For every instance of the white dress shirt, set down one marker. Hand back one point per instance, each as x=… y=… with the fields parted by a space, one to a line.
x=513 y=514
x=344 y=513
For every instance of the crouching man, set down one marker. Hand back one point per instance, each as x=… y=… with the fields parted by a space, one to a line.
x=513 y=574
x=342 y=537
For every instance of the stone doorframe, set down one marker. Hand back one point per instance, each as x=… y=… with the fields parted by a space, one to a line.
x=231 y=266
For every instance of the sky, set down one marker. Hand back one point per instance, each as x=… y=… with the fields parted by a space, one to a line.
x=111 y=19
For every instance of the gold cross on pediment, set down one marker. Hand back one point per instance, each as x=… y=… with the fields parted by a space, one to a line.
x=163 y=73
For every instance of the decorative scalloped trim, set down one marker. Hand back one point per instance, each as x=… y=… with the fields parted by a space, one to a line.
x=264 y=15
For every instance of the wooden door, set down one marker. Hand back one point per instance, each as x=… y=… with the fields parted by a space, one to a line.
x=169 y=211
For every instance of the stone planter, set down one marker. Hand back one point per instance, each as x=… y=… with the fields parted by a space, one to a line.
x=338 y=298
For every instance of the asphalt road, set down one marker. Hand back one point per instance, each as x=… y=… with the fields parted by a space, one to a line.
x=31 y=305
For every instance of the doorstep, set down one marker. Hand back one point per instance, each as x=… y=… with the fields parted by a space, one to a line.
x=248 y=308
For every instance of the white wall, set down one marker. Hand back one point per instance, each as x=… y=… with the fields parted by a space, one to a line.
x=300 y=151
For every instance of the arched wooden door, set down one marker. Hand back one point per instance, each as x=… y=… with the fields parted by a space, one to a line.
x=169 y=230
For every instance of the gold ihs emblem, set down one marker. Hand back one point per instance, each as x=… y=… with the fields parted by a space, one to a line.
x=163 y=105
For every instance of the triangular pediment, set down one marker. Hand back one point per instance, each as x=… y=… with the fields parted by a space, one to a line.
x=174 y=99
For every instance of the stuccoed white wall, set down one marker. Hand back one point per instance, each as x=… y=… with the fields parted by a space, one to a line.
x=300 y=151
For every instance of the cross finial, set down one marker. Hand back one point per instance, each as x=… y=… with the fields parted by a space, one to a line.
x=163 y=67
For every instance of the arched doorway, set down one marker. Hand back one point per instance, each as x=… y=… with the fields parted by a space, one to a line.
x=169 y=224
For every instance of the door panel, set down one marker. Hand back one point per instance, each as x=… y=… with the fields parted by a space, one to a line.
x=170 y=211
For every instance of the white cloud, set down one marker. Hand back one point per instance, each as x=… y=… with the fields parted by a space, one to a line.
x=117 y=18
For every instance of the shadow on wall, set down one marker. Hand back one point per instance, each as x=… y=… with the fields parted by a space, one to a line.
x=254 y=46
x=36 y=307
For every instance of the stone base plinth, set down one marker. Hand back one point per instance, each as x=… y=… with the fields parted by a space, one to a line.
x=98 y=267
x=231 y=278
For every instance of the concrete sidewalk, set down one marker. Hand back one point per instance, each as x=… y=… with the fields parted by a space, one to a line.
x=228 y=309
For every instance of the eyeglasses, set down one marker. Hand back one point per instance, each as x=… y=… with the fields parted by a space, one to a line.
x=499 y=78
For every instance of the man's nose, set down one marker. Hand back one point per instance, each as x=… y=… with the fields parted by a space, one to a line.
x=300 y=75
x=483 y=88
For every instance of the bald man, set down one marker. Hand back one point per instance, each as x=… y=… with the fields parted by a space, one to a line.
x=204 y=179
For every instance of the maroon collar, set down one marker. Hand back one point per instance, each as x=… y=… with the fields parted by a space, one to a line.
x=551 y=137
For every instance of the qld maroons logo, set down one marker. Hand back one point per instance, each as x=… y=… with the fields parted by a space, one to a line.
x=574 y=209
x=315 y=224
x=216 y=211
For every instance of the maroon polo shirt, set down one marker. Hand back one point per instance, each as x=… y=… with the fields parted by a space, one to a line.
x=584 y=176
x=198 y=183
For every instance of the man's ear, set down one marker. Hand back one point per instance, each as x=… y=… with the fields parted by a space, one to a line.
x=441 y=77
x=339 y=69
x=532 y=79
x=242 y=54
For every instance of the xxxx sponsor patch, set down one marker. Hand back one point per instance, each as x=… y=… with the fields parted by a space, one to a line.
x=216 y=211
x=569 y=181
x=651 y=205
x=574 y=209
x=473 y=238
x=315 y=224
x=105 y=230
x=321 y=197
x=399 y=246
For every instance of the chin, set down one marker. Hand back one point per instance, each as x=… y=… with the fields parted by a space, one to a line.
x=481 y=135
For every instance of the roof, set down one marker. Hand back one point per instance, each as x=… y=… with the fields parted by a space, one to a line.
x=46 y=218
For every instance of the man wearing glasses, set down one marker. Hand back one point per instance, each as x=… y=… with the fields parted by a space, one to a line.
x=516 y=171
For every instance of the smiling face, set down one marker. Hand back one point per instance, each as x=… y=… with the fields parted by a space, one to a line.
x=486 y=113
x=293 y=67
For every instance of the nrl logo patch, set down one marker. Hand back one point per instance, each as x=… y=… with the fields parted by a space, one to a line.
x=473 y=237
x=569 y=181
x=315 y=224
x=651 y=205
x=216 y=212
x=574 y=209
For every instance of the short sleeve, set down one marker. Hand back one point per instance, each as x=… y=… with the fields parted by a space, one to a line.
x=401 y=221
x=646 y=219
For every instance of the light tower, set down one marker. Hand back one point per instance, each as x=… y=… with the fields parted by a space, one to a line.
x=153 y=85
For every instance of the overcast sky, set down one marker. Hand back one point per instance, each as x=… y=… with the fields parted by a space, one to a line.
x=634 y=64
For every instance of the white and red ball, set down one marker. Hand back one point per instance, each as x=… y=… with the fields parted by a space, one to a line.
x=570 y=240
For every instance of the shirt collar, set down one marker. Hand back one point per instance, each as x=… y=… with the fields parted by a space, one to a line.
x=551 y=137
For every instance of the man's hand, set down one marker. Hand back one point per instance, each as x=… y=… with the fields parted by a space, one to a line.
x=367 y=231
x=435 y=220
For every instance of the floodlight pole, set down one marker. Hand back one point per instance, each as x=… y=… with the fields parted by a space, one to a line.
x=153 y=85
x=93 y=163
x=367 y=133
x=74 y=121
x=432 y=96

════════════════

Provide a verbatim copy of all the entries.

For every instance of the white dress shirt, set down one marker. Hand back one point per instance, each as x=… y=… with the fields parted by a space, one to a line.
x=513 y=514
x=344 y=513
For every instance of the crouching man, set down one marker. Hand back one point per instance, each as x=… y=… with the fields parted by a space, one to a line.
x=513 y=574
x=342 y=537
For every instance of the stone doorframe, set down one marker. Hand back one point per instance, each as x=… y=… with the fields parted by a space, one to a line.
x=231 y=266
For every instance of the sky, set down one marker. Hand back one point per instance, each as x=… y=… with the fields parted by a space, one to a line.
x=111 y=19
For every instance of the gold cross on pediment, set down one marker. Hand back one point per instance, each as x=… y=… with the fields parted by a space, one to a line.
x=163 y=73
For every instance of the decorative scalloped trim, set down one marker. Hand back one point per instance, each as x=… y=… with the fields parted by a space, one to a line.
x=264 y=15
For every instance of the wooden door, set down one marker. Hand back one point per instance, each as x=… y=… with the fields parted by a space, one to a line.
x=169 y=211
For every instance of the stone planter, set down one marker. Hand back one point per instance, each as x=… y=… with the fields parted by a space, one to a line.
x=338 y=298
For every instance of the asphalt road, set down one marker. Hand back one point per instance, each as x=… y=… with the fields parted by a space, one to a line.
x=31 y=305
For every instance of the doorstep, set down one marker. Hand back one point per instance, each as x=… y=… with the fields parted by a space, one to a line.
x=248 y=308
For every instance of the white wall, set down one marker. Hand back one point per instance, each as x=… y=… with the fields parted by a space, one to a line.
x=300 y=151
For every instance of the arched wooden door, set down one marker. Hand back one point per instance, each as x=… y=… with the fields parted by a space, one to a line.
x=169 y=230
For every instance of the gold ihs emblem, set down one marker. Hand back one point per instance, each as x=… y=… with the fields parted by a space, one to a line.
x=163 y=105
For every instance of the triangular pediment, set down one marker. Hand back one point per instance, each as x=… y=… with the fields parted by a space, one to a line.
x=174 y=99
For every instance of the stuccoed white wall, set down one marker. Hand back one point per instance, each as x=… y=… with the fields parted by a space, one to a line.
x=300 y=151
For every instance of the cross finial, set down one marker. Hand back one point per instance, each as x=… y=… with the fields parted by a space, one to a line.
x=163 y=67
For every instance of the arched doorway, set down one marker. Hand back one point per instance, each as x=… y=… with the fields parted by a space, one to a line.
x=169 y=224
For every instance of the door panel, set down one marker. Hand back one point per instance, each as x=… y=… with the fields parted by a space, one to a line.
x=170 y=211
For every instance of the white cloud, set down one marker. Hand back one point per instance, each as x=… y=… with the fields parted by a space, one to a line.
x=117 y=18
For every instance of the shadow on wall, set down one marker. Hand back one point per instance, each as x=… y=… with the fields parted by a space, one to a line.
x=254 y=46
x=36 y=307
For every instance of the stone base plinth, set down one marker. Hand back one point per instance, each as x=… y=… with the fields parted by a space, one to a line.
x=98 y=267
x=231 y=278
For every instance of the concrete sidewalk, set down one marker. Hand back one point per instance, each as x=… y=… with the fields parted by a space, one to a line.
x=228 y=309
For every instance of the eyeglasses, set down one marker. Hand back one point per instance, each as x=… y=… with the fields parted by a space, one to a line.
x=499 y=78
For every instance of the man's nose, set down one marker. Hand back one point per instance, each as x=… y=… with the fields parted by a space, one to a line.
x=300 y=75
x=483 y=88
For every instance of the bald man, set down one marker. Hand back one point per instance, each as x=… y=… with the fields parted by a space, one to a line.
x=204 y=179
For every instance of the maroon collar, set down one marker. Hand back one point per instance, each as x=… y=… with the fields parted by a space, one to a line.
x=551 y=137
For every instance of the qld maroons logo, set down one marker. Hand back one point per instance, each as x=… y=… with the fields parted by a space, one to a line.
x=574 y=209
x=315 y=224
x=216 y=211
For every instance of the maroon polo shirt, set down one marker. Hand back one point per instance, each as x=… y=… with the fields parted by a space, one to a line.
x=584 y=176
x=198 y=183
For every instance of the man's ear, set down one marker. Hand back one point per instance, each as x=… y=… with the fields parted by a space, one to a line.
x=441 y=77
x=339 y=69
x=532 y=79
x=242 y=54
For every instance of the xxxx sponsor patch, set down one marker. Hand back one point per instance, each as x=… y=… with the fields parted by a space, one to a line.
x=216 y=211
x=569 y=181
x=651 y=205
x=574 y=209
x=473 y=238
x=315 y=224
x=105 y=230
x=321 y=197
x=399 y=246
For every instance of the chin, set down one marker. Hand back one point per instance, each as x=… y=… with the fields parted by a space, one to a line.
x=481 y=135
For every instance of the roof, set down one marker. Hand back one point per instance, each as x=… y=… with the fields parted by a space, one to a line.
x=46 y=218
For every instance of the man wearing glasses, set down one marker. Hand back one point per instance, each as x=… y=… with the fields parted by a space, one to a line.
x=516 y=171
For every instance of the smiling face, set down one marker. Hand back one point per instance, each as x=… y=… with the fields parted by a space, one to a line.
x=486 y=113
x=293 y=67
For every instance of the nrl logo patch, set down one marker. Hand back one point per instance, each as x=… y=… with the fields parted by a space, one to a line.
x=473 y=237
x=569 y=181
x=315 y=224
x=651 y=205
x=216 y=212
x=574 y=209
For every instance of the short sleeve, set down one marker. Hand back one point per instance, each as x=… y=… with the fields parted by a space, one to a line.
x=401 y=221
x=646 y=219
For every instance of the light tower, set down one marker. Hand back one point per instance, each as x=… y=… with the fields parted by a space, one to a line.
x=153 y=85
For every instance of the overcast sky, set down one marker. Hand back one point per instance, each as x=… y=… with the fields parted by a space, one to a line.
x=634 y=64
For every instance of the white and red ball, set down one marker. Hand back one point per instance, each as x=… y=… with the fields parted by a space, one to a line.
x=570 y=240
For every instance of the shirt collar, set down one marker. Hand back one point per instance, each as x=… y=… with the fields parted by a space, one to a line.
x=551 y=137
For every instance of the man's hand, set down one marker. Hand back one point per instance, each as x=… y=… with the fields parted by a space, one to a line.
x=367 y=231
x=435 y=220
For every instance of the floodlight pole, set down one marker. Hand back one point per instance, each as x=… y=… with the fields parted by a space, one to a line.
x=153 y=85
x=93 y=163
x=367 y=133
x=74 y=121
x=432 y=96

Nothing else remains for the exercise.